Source:
-- START --
You take an idea that’s not all that original and implement it on a computer. For that, the Supreme Court ruled unanimously Thursday, you don’t deserve a patent. Seeking to do its part to trim the proliferation of software patents, the high court nevertheless tread carefully to avoid ensnaring too many legitimate patents along the way. The case had attracted legions of lawyers on both sides to the high court’s chamber in March, as well as hundreds of pages of briefs from the likes of Google, Microsoft and IBM. Many had urged a solution similar to what the justices sought to devise Thursday: a reduction in flimsy patents without affecting the deserving ones. The specific patent in question uses a computer to safeguard complex financial transactions, largely among banks. The program is intended to reduce the risk that one party can’t hold up its end of the deal.
-- END --
From the passage on the Supreme Court's software patent ruling, copy the section that begins with the words "You take an" and ends with "of the deal.".

[Extracted data entries]
-- START --
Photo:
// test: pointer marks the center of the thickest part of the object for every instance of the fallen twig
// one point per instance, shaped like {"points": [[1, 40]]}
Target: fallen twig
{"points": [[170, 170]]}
-- END --
Solution for this problem:
You take an idea that’s not all that original and implement it on a computer. For that, the Supreme Court ruled unanimously Thursday, you don’t deserve a patent. Seeking to do its part to trim the proliferation of software patents, the high court nevertheless tread carefully to avoid ensnaring too many legitimate patents along the way. The case had attracted legions of lawyers on both sides to the high court’s chamber in March, as well as hundreds of pages of briefs from the likes of Google, Microsoft and IBM. Many had urged a solution similar to what the justices sought to devise Thursday: a reduction in flimsy patents without affecting the deserving ones. The specific patent in question uses a computer to safeguard complex financial transactions, largely among banks. The program is intended to reduce the risk that one party can’t hold up its end of the deal.